TEXT —
** Start **
I have thought more about this. If we do this, we need to allocate a
list_lru_per_memcg structure for the root memcg. Since the structure
of list_lru_node already aligns with cache line size. From this point
of view, this just wastes memory. We do not gain anything. Right?

Another approach is introducing a new structure of list_lru_nodes,
which is described as following.

struct list_lru_nodes {
         struct list_lru_node nodes[0];
};

Then we insert struct list_lru_nodes to the XArray (index == 0).
There will be two different types in the XArray. If index == 0,
the xa_load() returns list_lru_nodes pointer, otherwise, it returns
list_lru_per_memcg pointer. So list_lru_from_memcg_idx() still
need to handle different cases.

It looks like both approaches do not have any obvious
advantages.

What do you think about this, Mattew?

>
> >
> > >  int list_lru_memcg_alloc(struct list_lru *lru, struct mem_cgroup *memcg, gfp_t gfp)
> > >  {
> > > +     XA_STATE(xas, lru->xa, 0);
> > >       unsigned long flags;
> > > -     struct list_lru_memcg *memcg_lrus;
> > > -     int i;
> > > +     int i, ret = 0;
> > >
> > >       struct list_lru_memcg_table {
> > >               struct list_lru_per_memcg *mlru;
> > > @@ -601,22 +522,45 @@ int list_lru_memcg_alloc(struct list_lru *lru, struct mem_cgroup *memcg, gfp_t g
> > >               }
> > >       }
> > >
> > > -     spin_lock_irqsave(&lru->lock, flags);
> > > -     memcg_lrus = rcu_dereference_protected(lru->memcg_lrus, true);
> > > +     xas_lock_irqsave(&xas, flags);
> > >       while (i--) {
> > >               int index = memcg_cache_id(table[i].memcg);
> > >               struct list_lru_per_memcg *mlru = table[i].mlru;
> > >
> > > -             if (index < 0 || rcu_dereference_protected(memcg_lrus->lrus[index], true))
** End **
PROVIDED RECORDS —
** Start **
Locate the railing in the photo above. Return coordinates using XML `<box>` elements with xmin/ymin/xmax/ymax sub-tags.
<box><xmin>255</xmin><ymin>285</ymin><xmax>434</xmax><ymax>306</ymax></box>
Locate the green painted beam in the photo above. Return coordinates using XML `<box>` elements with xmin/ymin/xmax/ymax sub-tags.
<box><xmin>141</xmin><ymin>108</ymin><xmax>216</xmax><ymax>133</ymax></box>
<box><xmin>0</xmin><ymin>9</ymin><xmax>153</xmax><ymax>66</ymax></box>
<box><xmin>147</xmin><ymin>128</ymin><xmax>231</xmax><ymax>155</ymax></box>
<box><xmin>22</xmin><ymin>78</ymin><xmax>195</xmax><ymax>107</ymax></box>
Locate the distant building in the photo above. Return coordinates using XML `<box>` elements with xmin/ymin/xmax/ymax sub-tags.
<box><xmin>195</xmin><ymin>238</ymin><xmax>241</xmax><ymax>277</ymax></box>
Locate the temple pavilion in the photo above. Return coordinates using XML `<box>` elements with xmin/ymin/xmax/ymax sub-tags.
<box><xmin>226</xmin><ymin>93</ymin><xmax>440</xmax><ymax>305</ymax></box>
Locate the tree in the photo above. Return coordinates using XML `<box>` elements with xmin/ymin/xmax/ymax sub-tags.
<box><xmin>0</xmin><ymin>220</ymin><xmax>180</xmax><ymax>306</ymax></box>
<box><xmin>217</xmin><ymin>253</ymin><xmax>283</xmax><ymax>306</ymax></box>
** End **
DIRECTIVES —
(1) From the list_lru discussion, return the stretch from "I have thought" through "gain anything. Right?".
(2) In the list_lru discussion, what does xa_load() return when the index is 0?
(3) Extend the list_lru discussion onward from its final line.
The rows are drawn from a separate source.

ANSWER LIST —
(1)
I have thought more about this. If we do this, we need to allocate a
list_lru_per_memcg structure for the root memcg. Since the structure
of list_lru_node already aligns with cache line size. From this point
of view, this just wastes memory. We do not gain anything. Right?

(2) A list_lru_nodes pointer.

(3)
> > > +             xas_set(&xas, index);
> > > +retry:
> > > +             if (unlikely(index < 0 || ret || xas_load(&xas))) {
> > >                       kfree(mlru);
> > > -             else
> > > -                     rcu_assign_pointer(memcg_lrus->lrus[index], mlru);
> > > +             } else {
> > > +                     ret = xa_err(xas_store(&xas, mlru));
> >
> > This is mixing advanced and normal XArray concepts ... sorry to have
> > confused you.  I think what you meant to do here was:
> >
> >                         xas_store(&xas, mlru);
> >                         ret = xas_error(&xas);
>
> Sure. Thanks for pointing it out. It's my bad usage.
>
> >
> > Or you can avoid introducing 'ret' at all, and keep your errors in the
> > xa_state.  You're kind of mirroring the xa_state errors into 'ret'
> > anyway, so that seems easier to understand?
>
> Make sense. I will do this in the next version. Thanks for your
> all suggestions.
>
> >
> > > -     memcg_id = memcg_alloc_cache_id();
> > > +     memcg_id = ida_simple_get(&memcg_cache_ida, 0, MEMCG_CACHES_MAX_SIZE,
> > > +                               GFP_KERNEL);
> >
> >         memcg_id = ida_alloc_max(&memcg_cache_ida,
> >                         MEMCG_CACHES_MAX_SIZE - 1, GFP_KERNEL);
> >
> > ... although i think there's actually a fencepost error, and this really
> > should be MEMCG_CACHES_MAX_SIZE.
>
> Totally agree. I have fixed this issue in patch 19.
>
> >
> > >       objcg = obj_cgroup_alloc();
> > >       if (!objcg) {
> > > -             memcg_free_cache_id(memcg_id);
> > > +             ida_simple_remove(&memcg_cache_ida, memcg_id);
> >
> >                 ida_free(&memcg_cache_ida, memcg_id);
>
> I Will update to this new API.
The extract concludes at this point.